:: ACTION ITEM ::
Below are some records; find each line that carries the word "indicate" and copy it.

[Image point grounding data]
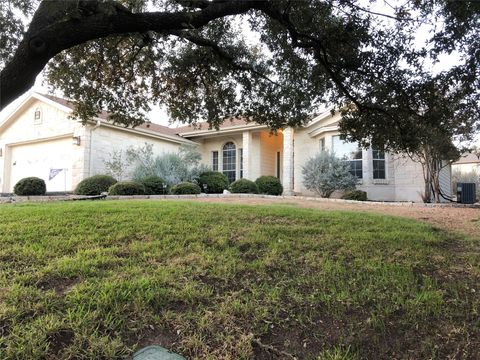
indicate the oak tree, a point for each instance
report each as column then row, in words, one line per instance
column 197, row 58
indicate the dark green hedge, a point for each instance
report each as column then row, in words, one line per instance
column 358, row 195
column 269, row 185
column 126, row 188
column 185, row 188
column 154, row 185
column 95, row 185
column 244, row 186
column 215, row 182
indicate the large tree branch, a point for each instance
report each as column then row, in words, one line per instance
column 222, row 54
column 60, row 25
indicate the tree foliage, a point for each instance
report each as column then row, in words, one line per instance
column 192, row 57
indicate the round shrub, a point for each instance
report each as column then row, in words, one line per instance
column 269, row 185
column 358, row 195
column 30, row 186
column 244, row 186
column 185, row 188
column 95, row 185
column 215, row 181
column 154, row 185
column 126, row 188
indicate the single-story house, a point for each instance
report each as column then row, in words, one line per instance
column 39, row 139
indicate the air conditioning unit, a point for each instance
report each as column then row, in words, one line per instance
column 466, row 193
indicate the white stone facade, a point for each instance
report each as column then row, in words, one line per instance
column 32, row 147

:: RESPONSE AREA ::
indicate the oak tree, a point for each instance
indicate the dark green hedge, a point for each instance
indicate the large tree branch, a point for each instance
indicate the tree foliage, a point for each instance
indicate the round shrub, a point for each instance
indicate the single-story house, a point for each instance
indicate the air conditioning unit, a point for each instance
indicate the white stone facade, a point for each instance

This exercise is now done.